RECORDS SUPPLIED =>
□ □ □

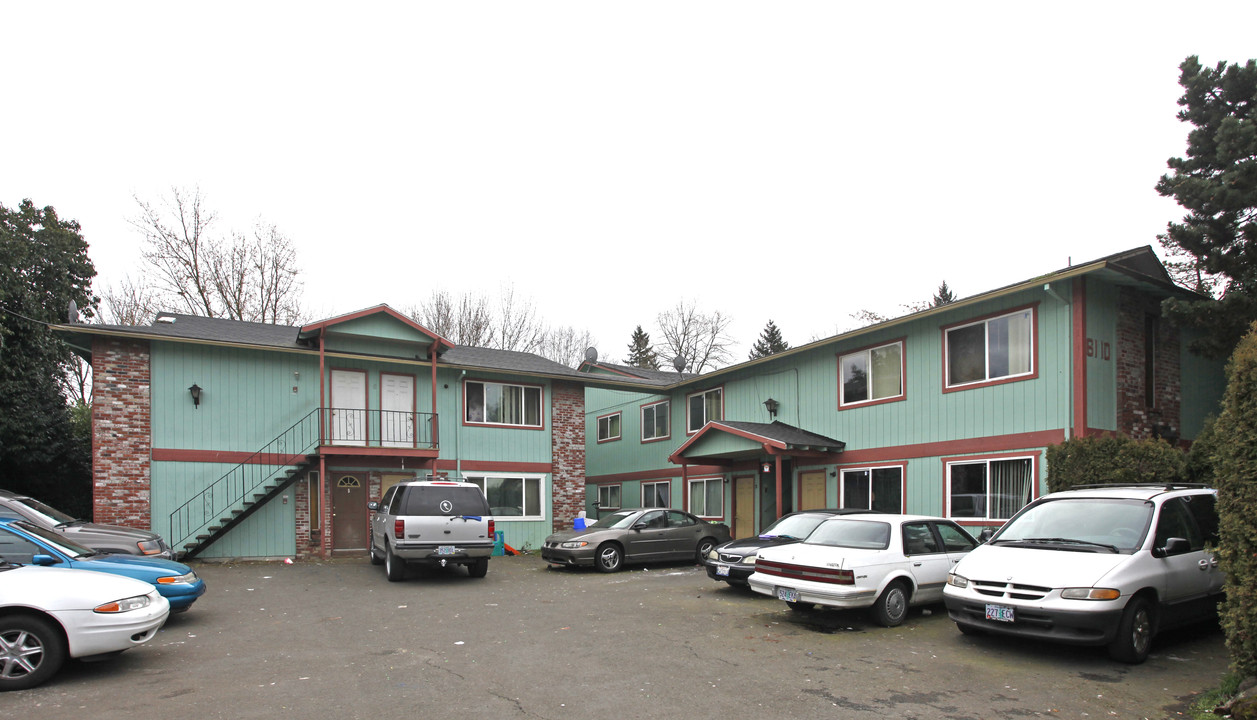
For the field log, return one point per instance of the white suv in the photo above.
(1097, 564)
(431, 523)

□ □ □

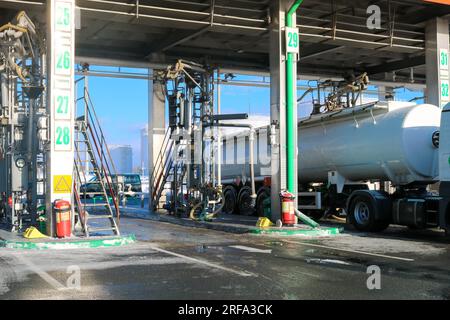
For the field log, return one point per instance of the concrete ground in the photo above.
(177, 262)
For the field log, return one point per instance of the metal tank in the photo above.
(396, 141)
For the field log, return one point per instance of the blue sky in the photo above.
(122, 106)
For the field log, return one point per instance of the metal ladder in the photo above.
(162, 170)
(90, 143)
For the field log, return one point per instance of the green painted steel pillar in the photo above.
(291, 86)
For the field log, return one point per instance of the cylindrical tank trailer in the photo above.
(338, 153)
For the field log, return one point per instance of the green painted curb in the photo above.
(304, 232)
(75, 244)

□ □ □

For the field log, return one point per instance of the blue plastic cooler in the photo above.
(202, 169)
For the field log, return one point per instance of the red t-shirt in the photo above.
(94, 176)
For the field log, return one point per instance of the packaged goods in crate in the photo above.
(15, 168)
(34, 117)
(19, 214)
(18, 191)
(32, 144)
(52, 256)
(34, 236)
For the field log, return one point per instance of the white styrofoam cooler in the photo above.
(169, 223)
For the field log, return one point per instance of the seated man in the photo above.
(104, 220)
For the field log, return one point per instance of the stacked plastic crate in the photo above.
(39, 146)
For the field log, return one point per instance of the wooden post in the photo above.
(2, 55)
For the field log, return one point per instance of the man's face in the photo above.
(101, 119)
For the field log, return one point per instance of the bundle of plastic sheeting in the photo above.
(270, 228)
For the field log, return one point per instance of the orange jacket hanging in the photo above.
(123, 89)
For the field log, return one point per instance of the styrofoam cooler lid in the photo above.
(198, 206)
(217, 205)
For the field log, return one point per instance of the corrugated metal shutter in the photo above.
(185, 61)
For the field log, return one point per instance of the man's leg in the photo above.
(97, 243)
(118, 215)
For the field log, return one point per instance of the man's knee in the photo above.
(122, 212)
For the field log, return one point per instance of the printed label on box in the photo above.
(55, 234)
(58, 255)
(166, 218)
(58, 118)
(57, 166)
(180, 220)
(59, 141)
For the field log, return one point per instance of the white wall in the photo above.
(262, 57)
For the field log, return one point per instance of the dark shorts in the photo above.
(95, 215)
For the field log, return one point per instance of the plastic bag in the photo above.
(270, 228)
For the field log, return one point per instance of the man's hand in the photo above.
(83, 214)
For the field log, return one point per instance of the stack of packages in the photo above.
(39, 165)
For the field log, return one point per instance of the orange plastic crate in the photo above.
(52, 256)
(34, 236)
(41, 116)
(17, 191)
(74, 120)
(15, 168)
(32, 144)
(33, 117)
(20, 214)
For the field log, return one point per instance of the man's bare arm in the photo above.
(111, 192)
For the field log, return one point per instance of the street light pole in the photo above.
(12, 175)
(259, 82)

□ □ □

TASK TO CARRY OUT => Which lines in the records above contain the word "green"? Copy each one in full.

FINISHED EXERCISE =>
For the field log, return one point per instance of the green painted steel pillar in the photo above.
For the field log, return one point per instance of the green painted curb in the photo above.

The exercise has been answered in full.